→ **PROBLEM TO SOLVE**: From the entries below, copy every line holding the word "pixel".

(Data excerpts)
------------------------------

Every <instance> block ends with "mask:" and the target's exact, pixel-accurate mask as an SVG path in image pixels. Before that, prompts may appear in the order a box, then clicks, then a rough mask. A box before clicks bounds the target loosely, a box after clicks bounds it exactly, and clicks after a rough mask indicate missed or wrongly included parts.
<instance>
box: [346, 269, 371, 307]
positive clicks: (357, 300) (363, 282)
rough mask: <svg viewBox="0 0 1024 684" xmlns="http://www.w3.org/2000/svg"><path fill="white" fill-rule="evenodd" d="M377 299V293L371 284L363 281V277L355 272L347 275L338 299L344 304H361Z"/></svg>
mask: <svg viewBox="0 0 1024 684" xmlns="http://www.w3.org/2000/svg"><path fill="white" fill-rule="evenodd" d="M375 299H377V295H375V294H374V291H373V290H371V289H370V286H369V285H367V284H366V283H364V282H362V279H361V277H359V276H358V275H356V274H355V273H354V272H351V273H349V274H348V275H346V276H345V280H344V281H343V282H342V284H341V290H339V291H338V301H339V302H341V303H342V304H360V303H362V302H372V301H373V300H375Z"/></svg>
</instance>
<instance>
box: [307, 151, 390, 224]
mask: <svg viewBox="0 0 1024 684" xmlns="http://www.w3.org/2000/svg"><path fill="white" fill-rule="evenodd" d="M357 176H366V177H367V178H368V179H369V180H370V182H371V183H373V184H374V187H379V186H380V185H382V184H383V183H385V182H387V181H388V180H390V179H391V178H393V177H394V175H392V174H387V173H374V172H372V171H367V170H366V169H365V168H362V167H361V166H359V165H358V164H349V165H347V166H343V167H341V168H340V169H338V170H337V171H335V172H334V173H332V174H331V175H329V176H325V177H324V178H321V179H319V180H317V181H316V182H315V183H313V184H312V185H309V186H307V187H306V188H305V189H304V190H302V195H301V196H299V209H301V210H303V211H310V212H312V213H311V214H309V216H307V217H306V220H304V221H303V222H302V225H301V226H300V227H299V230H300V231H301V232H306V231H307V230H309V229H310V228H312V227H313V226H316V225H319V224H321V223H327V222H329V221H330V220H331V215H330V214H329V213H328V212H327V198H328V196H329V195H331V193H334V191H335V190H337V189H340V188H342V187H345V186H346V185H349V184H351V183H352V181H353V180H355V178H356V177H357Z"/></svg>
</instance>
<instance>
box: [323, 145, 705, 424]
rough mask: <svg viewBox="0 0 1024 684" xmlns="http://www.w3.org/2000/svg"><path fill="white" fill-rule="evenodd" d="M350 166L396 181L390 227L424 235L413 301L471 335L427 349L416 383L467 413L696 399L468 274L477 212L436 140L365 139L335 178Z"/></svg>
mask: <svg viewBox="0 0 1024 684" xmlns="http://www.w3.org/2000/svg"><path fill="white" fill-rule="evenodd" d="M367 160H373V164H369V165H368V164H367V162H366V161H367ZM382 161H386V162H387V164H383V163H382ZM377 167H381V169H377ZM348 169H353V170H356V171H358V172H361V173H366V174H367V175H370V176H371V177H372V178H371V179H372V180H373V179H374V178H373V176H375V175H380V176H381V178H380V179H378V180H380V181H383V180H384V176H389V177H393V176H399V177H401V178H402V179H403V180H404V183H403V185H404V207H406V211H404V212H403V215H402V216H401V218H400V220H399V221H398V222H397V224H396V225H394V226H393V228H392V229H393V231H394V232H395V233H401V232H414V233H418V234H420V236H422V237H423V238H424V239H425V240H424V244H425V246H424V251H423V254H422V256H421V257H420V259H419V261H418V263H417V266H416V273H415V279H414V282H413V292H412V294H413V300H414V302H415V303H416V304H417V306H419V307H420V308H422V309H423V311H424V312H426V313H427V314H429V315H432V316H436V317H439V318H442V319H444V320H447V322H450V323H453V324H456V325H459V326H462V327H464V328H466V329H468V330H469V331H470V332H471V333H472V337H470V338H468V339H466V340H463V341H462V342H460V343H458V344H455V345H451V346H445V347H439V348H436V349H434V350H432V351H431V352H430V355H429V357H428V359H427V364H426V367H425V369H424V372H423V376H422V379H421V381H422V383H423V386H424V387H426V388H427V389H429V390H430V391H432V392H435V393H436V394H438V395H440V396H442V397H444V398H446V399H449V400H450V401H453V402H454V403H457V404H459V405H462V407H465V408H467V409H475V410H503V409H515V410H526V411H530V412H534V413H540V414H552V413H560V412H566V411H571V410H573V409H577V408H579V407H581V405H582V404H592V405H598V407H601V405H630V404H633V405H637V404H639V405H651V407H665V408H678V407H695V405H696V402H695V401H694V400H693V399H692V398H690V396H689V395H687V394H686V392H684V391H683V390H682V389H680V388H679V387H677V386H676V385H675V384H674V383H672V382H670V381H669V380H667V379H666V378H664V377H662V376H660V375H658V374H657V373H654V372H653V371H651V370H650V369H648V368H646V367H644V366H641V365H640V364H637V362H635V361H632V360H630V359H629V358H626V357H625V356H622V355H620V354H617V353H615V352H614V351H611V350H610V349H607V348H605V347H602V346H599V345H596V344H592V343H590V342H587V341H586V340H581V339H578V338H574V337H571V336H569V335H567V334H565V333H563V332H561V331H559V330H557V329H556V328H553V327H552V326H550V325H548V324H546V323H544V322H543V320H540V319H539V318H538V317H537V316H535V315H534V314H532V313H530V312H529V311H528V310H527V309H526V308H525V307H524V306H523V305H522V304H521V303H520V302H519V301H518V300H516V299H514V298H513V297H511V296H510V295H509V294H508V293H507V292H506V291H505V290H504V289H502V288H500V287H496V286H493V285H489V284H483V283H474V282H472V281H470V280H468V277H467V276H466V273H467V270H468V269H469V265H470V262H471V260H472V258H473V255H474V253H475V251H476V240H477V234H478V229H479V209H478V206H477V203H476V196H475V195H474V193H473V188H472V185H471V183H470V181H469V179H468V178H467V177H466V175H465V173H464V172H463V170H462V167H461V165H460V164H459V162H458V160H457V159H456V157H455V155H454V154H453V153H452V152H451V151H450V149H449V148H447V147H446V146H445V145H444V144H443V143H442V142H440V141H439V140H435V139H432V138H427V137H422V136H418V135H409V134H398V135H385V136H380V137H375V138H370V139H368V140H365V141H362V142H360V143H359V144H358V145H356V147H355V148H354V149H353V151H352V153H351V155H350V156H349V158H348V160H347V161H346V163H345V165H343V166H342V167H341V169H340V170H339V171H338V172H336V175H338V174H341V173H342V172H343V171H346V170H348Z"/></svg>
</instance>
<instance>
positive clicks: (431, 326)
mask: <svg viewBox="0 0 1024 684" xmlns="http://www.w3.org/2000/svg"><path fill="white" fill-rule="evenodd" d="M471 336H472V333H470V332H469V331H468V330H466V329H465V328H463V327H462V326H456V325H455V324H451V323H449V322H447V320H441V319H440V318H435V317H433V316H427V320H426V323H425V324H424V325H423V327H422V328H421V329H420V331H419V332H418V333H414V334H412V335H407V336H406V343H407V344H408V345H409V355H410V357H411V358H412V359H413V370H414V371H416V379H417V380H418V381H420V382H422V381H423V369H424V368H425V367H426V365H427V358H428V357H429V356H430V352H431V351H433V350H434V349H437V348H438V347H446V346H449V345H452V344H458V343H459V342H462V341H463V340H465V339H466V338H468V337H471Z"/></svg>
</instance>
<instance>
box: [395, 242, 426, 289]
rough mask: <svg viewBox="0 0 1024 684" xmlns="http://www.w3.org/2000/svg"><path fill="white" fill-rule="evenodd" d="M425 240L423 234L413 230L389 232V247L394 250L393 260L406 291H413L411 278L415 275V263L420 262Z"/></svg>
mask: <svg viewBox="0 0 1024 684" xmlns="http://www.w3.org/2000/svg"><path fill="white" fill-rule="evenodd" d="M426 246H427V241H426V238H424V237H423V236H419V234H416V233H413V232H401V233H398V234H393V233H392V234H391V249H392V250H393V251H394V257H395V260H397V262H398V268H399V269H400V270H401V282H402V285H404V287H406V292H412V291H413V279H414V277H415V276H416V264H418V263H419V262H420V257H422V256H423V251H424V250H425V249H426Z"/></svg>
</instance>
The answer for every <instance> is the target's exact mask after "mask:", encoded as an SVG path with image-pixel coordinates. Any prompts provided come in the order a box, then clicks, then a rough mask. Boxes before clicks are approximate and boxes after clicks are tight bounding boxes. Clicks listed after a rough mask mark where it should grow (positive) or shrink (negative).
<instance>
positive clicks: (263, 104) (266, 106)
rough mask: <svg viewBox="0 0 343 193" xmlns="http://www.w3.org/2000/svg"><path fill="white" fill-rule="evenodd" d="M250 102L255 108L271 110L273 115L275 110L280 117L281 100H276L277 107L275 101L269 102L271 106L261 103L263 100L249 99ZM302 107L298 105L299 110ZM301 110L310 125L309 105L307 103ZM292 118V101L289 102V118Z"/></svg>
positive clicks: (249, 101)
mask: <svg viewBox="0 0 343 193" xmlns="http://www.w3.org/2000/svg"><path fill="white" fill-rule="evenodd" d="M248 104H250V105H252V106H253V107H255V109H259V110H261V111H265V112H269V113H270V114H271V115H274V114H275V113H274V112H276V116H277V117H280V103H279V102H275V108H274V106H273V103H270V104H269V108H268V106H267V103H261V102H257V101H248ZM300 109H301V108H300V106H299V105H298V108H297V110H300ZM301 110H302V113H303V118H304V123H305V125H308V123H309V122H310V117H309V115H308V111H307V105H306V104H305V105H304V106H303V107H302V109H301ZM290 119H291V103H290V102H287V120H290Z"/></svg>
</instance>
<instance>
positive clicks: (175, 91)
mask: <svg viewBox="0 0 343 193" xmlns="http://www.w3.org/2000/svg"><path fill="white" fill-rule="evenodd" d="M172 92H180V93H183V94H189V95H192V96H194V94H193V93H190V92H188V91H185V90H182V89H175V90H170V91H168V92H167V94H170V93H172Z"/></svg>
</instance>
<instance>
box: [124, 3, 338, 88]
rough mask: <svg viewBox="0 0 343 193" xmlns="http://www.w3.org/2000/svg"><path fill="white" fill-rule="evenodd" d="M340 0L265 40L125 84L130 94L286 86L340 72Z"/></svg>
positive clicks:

------------------------------

→ **SOLUTION TO THIS PROBLEM**:
Every <instance> block ends with "mask:" and the target's exact, pixel-accurate mask as an SVG path in image pixels. Before that, prompts may appear in the order a box, then clicks, then a rough mask. A box before clicks bounds the target loosely, a box after clicks bounds it exactly, and clicks after a rough mask indicate missed or wrongly included parts.
The answer for every <instance> is the target's exact mask after "mask:", encoded as an SVG path with image-pixel coordinates. Any prompts provided come in the order a box, then clicks, then a rough mask. Boxes before clicks are approximate and boxes after clicks are tight bounding boxes. Clicks listed after a rough mask mark where it should grow (positive) or shrink (negative).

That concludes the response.